**Exercise aim**
In the data that follows, find the line with "Target = cyclist"; transcribe it, every later line up to the one with "Target = bicycle rear wheel", and that line as well, exactly and with no others.

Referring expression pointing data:
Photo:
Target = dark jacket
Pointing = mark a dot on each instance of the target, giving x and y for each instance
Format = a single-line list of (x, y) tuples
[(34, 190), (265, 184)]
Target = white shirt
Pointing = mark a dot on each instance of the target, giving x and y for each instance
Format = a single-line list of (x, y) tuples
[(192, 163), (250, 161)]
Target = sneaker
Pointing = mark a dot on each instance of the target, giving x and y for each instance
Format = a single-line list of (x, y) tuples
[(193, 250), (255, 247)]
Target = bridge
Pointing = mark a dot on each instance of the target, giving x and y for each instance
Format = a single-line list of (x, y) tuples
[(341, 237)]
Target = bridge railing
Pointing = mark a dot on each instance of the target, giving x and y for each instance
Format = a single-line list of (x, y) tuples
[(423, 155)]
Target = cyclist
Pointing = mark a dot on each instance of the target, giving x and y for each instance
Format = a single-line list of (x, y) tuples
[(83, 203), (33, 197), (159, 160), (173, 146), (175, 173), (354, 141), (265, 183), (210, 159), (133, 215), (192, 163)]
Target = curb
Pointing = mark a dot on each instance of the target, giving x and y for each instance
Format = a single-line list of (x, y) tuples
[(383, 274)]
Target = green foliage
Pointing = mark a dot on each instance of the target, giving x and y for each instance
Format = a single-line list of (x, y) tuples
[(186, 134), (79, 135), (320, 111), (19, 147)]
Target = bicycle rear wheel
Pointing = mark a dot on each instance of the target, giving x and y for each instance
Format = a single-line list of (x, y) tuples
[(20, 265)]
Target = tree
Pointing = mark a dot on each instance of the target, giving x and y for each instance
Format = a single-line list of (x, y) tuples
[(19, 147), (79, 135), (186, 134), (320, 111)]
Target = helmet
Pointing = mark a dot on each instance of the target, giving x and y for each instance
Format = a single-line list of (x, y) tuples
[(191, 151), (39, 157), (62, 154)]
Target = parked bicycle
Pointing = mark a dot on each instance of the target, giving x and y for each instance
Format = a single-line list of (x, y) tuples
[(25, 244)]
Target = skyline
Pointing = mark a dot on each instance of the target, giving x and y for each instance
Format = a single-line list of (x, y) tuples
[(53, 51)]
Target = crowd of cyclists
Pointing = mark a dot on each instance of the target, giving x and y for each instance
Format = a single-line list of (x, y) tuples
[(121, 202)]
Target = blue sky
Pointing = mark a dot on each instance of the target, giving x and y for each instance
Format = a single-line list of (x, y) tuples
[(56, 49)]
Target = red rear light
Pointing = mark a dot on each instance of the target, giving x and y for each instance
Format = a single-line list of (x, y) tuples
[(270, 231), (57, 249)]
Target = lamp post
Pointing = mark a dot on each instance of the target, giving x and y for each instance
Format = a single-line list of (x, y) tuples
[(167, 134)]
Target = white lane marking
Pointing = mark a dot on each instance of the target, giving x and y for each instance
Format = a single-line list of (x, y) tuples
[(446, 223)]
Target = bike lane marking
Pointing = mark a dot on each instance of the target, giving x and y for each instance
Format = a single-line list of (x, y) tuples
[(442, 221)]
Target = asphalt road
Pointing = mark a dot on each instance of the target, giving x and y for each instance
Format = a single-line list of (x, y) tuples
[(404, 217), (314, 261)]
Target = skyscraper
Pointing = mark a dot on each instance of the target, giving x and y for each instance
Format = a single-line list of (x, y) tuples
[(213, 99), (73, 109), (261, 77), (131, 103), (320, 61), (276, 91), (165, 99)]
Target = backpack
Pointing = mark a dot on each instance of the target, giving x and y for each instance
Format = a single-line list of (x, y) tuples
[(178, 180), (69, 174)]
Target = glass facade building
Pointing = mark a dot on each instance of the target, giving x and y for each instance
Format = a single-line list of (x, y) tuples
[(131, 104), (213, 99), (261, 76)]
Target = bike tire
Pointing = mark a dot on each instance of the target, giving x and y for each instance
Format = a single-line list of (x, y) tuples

**Solved exercise**
Target = cyclist
Pointing = mark a dot on each instance of the target, giving x and y for each instance
Format = a single-line list of (x, y) tuples
[(83, 203), (33, 197), (159, 160), (173, 146), (175, 173), (354, 141), (265, 183), (210, 159), (133, 215), (192, 163)]
Target = curb
Pointing = mark a dot on each instance of the target, giving x and y for each instance
Format = a single-line list of (x, y) tuples
[(383, 274)]
Target = green foliage
Pointing = mark a dot on each instance of the target, giving x and y for each instance
Format = a single-line list of (x, y) tuples
[(186, 134), (79, 135), (320, 111), (19, 147)]
Target = bicycle rear wheel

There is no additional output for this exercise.